### Data extract
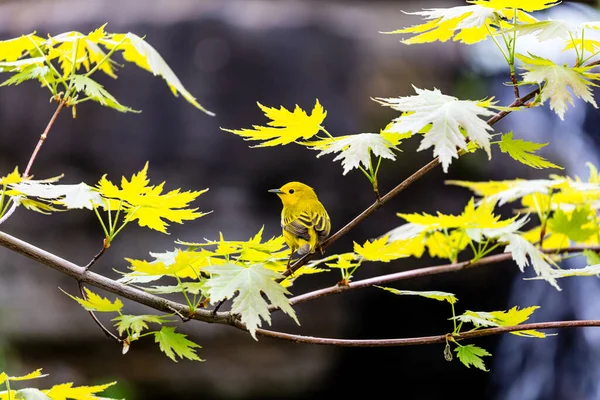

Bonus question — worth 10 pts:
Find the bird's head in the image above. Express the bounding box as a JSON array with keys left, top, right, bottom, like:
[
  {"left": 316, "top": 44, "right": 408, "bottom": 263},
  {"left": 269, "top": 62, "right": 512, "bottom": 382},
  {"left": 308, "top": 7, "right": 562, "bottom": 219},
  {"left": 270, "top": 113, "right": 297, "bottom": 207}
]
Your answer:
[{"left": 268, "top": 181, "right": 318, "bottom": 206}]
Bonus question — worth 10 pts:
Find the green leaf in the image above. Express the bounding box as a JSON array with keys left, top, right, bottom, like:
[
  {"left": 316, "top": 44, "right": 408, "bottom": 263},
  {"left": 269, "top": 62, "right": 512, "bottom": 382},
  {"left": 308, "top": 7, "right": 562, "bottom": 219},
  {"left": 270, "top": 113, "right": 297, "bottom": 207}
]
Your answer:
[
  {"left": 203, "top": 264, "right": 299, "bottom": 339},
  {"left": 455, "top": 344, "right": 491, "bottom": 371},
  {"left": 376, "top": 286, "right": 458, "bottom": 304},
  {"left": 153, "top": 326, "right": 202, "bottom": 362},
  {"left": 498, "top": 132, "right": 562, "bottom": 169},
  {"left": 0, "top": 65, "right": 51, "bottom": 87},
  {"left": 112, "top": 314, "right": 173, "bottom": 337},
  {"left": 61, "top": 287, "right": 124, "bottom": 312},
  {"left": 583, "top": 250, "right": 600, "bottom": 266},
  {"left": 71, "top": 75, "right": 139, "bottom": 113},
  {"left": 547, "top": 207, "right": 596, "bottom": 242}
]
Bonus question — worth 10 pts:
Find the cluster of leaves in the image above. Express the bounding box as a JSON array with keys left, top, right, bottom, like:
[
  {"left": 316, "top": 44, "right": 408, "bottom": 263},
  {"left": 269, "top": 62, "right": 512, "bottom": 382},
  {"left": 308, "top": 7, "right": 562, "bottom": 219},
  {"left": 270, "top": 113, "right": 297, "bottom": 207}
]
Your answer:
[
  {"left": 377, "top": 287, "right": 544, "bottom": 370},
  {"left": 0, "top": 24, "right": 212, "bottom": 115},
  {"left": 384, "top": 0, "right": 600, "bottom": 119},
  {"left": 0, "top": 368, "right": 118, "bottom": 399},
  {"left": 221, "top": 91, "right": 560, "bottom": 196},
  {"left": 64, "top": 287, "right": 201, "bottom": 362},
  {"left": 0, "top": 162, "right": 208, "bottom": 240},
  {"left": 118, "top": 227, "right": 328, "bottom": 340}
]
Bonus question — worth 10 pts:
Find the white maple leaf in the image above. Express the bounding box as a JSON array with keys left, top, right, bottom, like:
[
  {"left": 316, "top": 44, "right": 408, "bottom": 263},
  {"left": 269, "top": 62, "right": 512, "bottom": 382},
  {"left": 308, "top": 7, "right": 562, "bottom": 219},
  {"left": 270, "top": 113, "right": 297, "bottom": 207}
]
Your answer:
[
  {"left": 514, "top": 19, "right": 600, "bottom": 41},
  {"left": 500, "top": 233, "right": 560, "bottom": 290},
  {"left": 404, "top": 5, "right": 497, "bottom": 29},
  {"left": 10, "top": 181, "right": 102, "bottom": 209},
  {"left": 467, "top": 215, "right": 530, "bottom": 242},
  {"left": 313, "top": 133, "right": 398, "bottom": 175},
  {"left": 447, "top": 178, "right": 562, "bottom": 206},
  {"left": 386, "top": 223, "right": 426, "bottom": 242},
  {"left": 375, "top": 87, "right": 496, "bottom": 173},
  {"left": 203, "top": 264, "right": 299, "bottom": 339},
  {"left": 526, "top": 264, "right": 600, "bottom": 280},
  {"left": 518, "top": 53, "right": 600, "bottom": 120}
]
######
* **Work order**
Each entry should be output word for word, with no pictures carried over.

* **Result for this task**
Bonus question — worth 10 pts:
Find the bird's head in the image above. Express the bounding box as a JSON array with keys left, top, right, bottom, like:
[
  {"left": 316, "top": 44, "right": 408, "bottom": 263},
  {"left": 269, "top": 62, "right": 512, "bottom": 382},
  {"left": 308, "top": 7, "right": 562, "bottom": 219},
  {"left": 270, "top": 113, "right": 297, "bottom": 207}
]
Your answer:
[{"left": 268, "top": 181, "right": 318, "bottom": 206}]
Bonus question — worth 10 pts:
Find the green leaf in the image above. Express the bounding box as a JSON array with keys left, top, right, bottom, like:
[
  {"left": 316, "top": 44, "right": 408, "bottom": 263},
  {"left": 269, "top": 62, "right": 512, "bottom": 382},
  {"left": 308, "top": 7, "right": 562, "bottom": 219},
  {"left": 270, "top": 113, "right": 297, "bottom": 207}
]
Your answer:
[
  {"left": 203, "top": 264, "right": 299, "bottom": 339},
  {"left": 455, "top": 344, "right": 491, "bottom": 371},
  {"left": 376, "top": 286, "right": 458, "bottom": 304},
  {"left": 153, "top": 326, "right": 202, "bottom": 362},
  {"left": 498, "top": 132, "right": 562, "bottom": 169},
  {"left": 0, "top": 65, "right": 51, "bottom": 87},
  {"left": 112, "top": 314, "right": 173, "bottom": 337},
  {"left": 61, "top": 287, "right": 124, "bottom": 312},
  {"left": 583, "top": 250, "right": 600, "bottom": 266},
  {"left": 71, "top": 75, "right": 139, "bottom": 113},
  {"left": 547, "top": 207, "right": 596, "bottom": 242}
]
Bonus question — worth 10 pts:
Find the cluster of leaves in the image above. Express the bounding box as a JSON array with keys left, top, right, bottom, like:
[
  {"left": 316, "top": 44, "right": 408, "bottom": 263},
  {"left": 269, "top": 62, "right": 512, "bottom": 382},
  {"left": 308, "top": 7, "right": 562, "bottom": 219},
  {"left": 270, "top": 113, "right": 297, "bottom": 207}
]
Your answer:
[
  {"left": 377, "top": 287, "right": 544, "bottom": 370},
  {"left": 0, "top": 24, "right": 212, "bottom": 115},
  {"left": 384, "top": 0, "right": 600, "bottom": 119},
  {"left": 0, "top": 368, "right": 118, "bottom": 399},
  {"left": 221, "top": 91, "right": 560, "bottom": 196},
  {"left": 64, "top": 287, "right": 201, "bottom": 362},
  {"left": 0, "top": 162, "right": 208, "bottom": 240},
  {"left": 118, "top": 227, "right": 328, "bottom": 340}
]
Bonus question — worth 10 pts:
Find the white maple leaf in the image above. Express the bounding box as a JSON array with keys left, top, right, bottom, like:
[
  {"left": 316, "top": 44, "right": 408, "bottom": 263},
  {"left": 269, "top": 62, "right": 512, "bottom": 382},
  {"left": 308, "top": 7, "right": 562, "bottom": 219},
  {"left": 270, "top": 113, "right": 297, "bottom": 207}
]
Your answer:
[
  {"left": 514, "top": 19, "right": 600, "bottom": 41},
  {"left": 500, "top": 233, "right": 560, "bottom": 290},
  {"left": 404, "top": 5, "right": 497, "bottom": 29},
  {"left": 10, "top": 181, "right": 102, "bottom": 209},
  {"left": 467, "top": 215, "right": 530, "bottom": 242},
  {"left": 313, "top": 133, "right": 398, "bottom": 175},
  {"left": 447, "top": 178, "right": 562, "bottom": 206},
  {"left": 386, "top": 223, "right": 426, "bottom": 242},
  {"left": 375, "top": 87, "right": 496, "bottom": 173},
  {"left": 203, "top": 264, "right": 299, "bottom": 339},
  {"left": 526, "top": 264, "right": 600, "bottom": 280},
  {"left": 518, "top": 53, "right": 600, "bottom": 120}
]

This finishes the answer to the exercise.